# WHAT IS EXPECTED
Give the records below as a Markdown table with the columns "Row" and "Line," numbering each line and skipping blank lines. Leave the pictures out.

# INFORMATION SHOWN
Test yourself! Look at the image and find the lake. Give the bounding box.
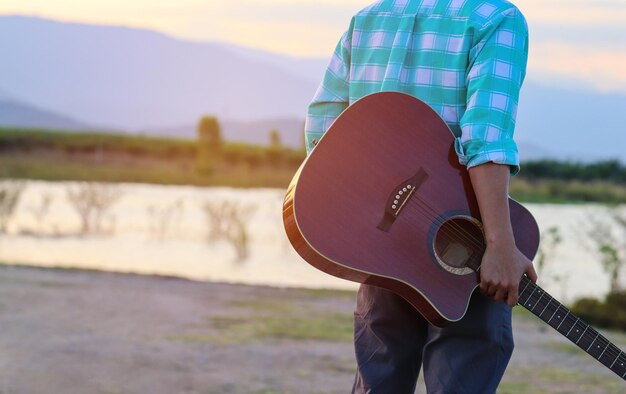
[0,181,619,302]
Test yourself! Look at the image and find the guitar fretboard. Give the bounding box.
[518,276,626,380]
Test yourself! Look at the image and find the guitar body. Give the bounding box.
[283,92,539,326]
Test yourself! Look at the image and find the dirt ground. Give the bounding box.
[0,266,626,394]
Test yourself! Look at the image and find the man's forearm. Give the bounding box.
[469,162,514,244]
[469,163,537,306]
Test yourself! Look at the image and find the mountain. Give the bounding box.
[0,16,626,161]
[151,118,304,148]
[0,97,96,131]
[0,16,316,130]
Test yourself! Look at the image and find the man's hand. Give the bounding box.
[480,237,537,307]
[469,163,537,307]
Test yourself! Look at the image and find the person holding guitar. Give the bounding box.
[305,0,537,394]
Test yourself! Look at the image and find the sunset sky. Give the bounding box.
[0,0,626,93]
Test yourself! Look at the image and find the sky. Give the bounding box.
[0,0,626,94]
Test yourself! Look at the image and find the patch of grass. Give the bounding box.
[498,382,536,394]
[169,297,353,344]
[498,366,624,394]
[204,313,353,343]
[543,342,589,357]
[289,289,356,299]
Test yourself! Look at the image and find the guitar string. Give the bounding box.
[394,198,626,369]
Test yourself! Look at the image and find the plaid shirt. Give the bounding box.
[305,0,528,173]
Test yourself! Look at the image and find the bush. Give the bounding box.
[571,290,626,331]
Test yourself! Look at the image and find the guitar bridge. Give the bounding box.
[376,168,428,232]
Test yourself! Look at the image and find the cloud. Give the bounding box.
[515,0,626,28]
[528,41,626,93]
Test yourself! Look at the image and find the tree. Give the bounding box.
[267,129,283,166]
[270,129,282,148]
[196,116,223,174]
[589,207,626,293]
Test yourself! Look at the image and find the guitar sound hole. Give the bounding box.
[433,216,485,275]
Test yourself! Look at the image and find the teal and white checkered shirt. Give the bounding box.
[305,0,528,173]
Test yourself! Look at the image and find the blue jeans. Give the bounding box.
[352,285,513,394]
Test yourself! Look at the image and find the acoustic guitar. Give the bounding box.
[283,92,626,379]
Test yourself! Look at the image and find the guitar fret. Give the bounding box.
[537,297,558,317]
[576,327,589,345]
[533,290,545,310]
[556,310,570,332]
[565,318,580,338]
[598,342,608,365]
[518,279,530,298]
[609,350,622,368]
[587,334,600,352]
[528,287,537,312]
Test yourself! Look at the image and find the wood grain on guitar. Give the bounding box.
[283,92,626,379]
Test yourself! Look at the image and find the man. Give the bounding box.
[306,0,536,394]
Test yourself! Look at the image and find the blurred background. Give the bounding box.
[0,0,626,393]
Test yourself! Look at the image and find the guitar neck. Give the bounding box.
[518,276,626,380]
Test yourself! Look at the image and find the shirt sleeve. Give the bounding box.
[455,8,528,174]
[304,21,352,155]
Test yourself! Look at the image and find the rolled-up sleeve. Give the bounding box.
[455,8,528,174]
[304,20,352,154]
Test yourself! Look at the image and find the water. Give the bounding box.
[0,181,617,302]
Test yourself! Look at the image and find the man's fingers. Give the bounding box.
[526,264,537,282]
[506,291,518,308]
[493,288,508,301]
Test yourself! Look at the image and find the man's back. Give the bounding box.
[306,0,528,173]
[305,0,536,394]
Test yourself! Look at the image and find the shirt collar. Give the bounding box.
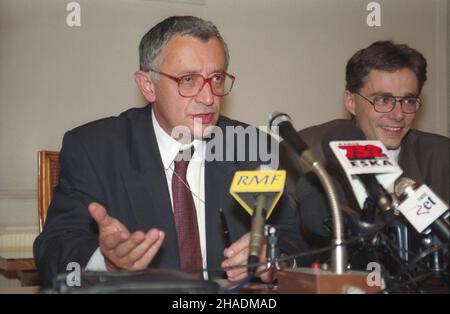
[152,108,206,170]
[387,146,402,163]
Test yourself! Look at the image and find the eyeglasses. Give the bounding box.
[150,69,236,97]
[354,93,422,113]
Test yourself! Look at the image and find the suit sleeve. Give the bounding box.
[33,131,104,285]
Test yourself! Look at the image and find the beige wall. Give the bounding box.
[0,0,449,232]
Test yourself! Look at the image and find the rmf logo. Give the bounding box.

# THE RESULT
| Row | Line |
|---|---|
| 1 | Test yourself! Look at the image and find the lake. Give the bounding box. |
| 2 | [0,181,619,302] |
| 3 | Test yourself! Look at the image and find the guitar fretboard. Give the bounding box. |
| 4 | [518,276,626,380] |
| 5 | Test yourself! Look at the image and find the guitar body. Give the bounding box. |
| 6 | [283,92,539,326] |
| 7 | Test yourself! Look at the image and find the dirt ground. Give the bounding box. |
| 8 | [0,266,626,394] |
| 9 | Test yourself! Look at the image and find the man's forearm. Give the bounding box. |
| 10 | [469,162,514,244] |
| 11 | [469,163,537,306] |
| 12 | Test yourself! Look at the image and find the mountain. Give the bounding box. |
| 13 | [0,16,626,161] |
| 14 | [151,118,304,148] |
| 15 | [0,97,96,131] |
| 16 | [0,16,316,130] |
| 17 | Test yourself! Look at the image and find the man's hand. Give the bounding box. |
| 18 | [480,237,537,307] |
| 19 | [469,163,537,307] |
| 20 | Test yourself! Look at the image and find the person holding guitar. Give the bounding box. |
| 21 | [305,0,537,394] |
| 22 | Test yourself! Look at the image and find the sunset sky. Give the bounding box. |
| 23 | [0,0,626,93] |
| 24 | Test yourself! Look at the image and find the sky. Give the bounding box. |
| 25 | [0,0,626,94] |
| 26 | Test yourself! Look at the image and find the patch of grass. Give the bounding box. |
| 27 | [498,382,536,394] |
| 28 | [169,297,353,344] |
| 29 | [498,366,624,394] |
| 30 | [204,313,353,343] |
| 31 | [543,342,589,357] |
| 32 | [289,289,356,299] |
| 33 | Test yourself! Look at the image and find the guitar string. Give the bounding box. |
| 34 | [394,198,626,369] |
| 35 | Test yourself! Look at the image and find the plaid shirt. Give the bounding box. |
| 36 | [305,0,528,173] |
| 37 | Test yourself! Look at the image and find the bush. Give the bounding box. |
| 38 | [571,290,626,331] |
| 39 | Test yourself! Look at the image and find the guitar bridge. Give the bounding box. |
| 40 | [376,168,428,232] |
| 41 | Test yourself! Look at the image and find the cloud. Give the bounding box. |
| 42 | [515,0,626,28] |
| 43 | [528,41,626,93] |
| 44 | Test yourself! Look at the image and find the tree. Give the bounding box. |
| 45 | [267,129,283,166] |
| 46 | [270,129,282,148] |
| 47 | [196,116,223,174] |
| 48 | [589,207,626,293] |
| 49 | Test yourself! Look at the image and find the guitar sound hole. Give the bounding box. |
| 50 | [433,216,485,275] |
| 51 | Test yourself! Look at the image and find the teal and white checkered shirt. Give the bounding box. |
| 52 | [305,0,528,173] |
| 53 | Test yourself! Look at the image and find the blue jeans. Give the bounding box. |
| 54 | [352,285,513,394] |
| 55 | Test yourself! Look at the image and find the acoustic guitar. Give the bounding box. |
| 56 | [283,92,626,379] |
| 57 | Test yourself! Look at the image and find the guitar fret. Give the bounding box. |
| 58 | [537,297,558,317] |
| 59 | [576,327,589,345] |
| 60 | [533,290,545,310] |
| 61 | [556,310,570,332] |
| 62 | [565,318,580,338] |
| 63 | [598,342,608,365] |
| 64 | [518,279,530,298] |
| 65 | [609,350,622,368] |
| 66 | [587,334,600,352] |
| 67 | [528,287,537,312] |
| 68 | Test yourself! Look at the image and find the wood grain on guitar. Give the bounding box. |
| 69 | [283,92,626,379] |
| 70 | Test yourself! Look at the image and find the man. Give the bounding box. |
| 71 | [306,0,536,394] |
| 72 | Test yourself! Look at the image and find the blurred background. Give the bounding box. |
| 73 | [0,0,626,393] |
| 74 | Test yourself! Look at the image and find the guitar neck. Give the bounding box. |
| 75 | [518,276,626,380] |
| 76 | Test yourself! Look at the image and find the shirt sleeve. Give the bounding box. |
| 77 | [455,8,528,174] |
| 78 | [304,21,352,155] |
| 79 | Test yourself! Look at the image and find the rolled-up sleeve. Give the bounding box. |
| 80 | [455,8,528,174] |
| 81 | [304,20,352,154] |
| 82 | Test yourself! Look at the image and find the water. Give the bounding box. |
| 83 | [0,181,617,302] |
| 84 | Test yourself! Look at the image and find the man's fingers. Give the bounding box. |
| 85 | [526,264,537,282] |
| 86 | [506,291,518,308] |
| 87 | [493,288,508,301] |
| 88 | Test yourself! Look at the image and find the man's back. Give the bounding box. |
| 89 | [306,0,528,173] |
| 90 | [305,0,536,394] |
| 91 | Test yourself! Look at the image and find the shirt collar. Give the bounding box. |
| 92 | [152,108,206,170] |
| 93 | [387,146,402,163] |
| 94 | Test yourself! Look at the image and find the eyeglasses. Give the bounding box. |
| 95 | [150,69,236,97] |
| 96 | [354,93,422,113] |
| 97 | Test yourself! Look at the image and find the suit sleeve. Give the bounding box. |
| 98 | [33,131,104,285] |
| 99 | Test yourself! Look at the image and find the beige wall. Give the bounding box. |
| 100 | [0,0,449,232] |
| 101 | Test yourself! Look at the image and find the rmf logo. Give the bounding box. |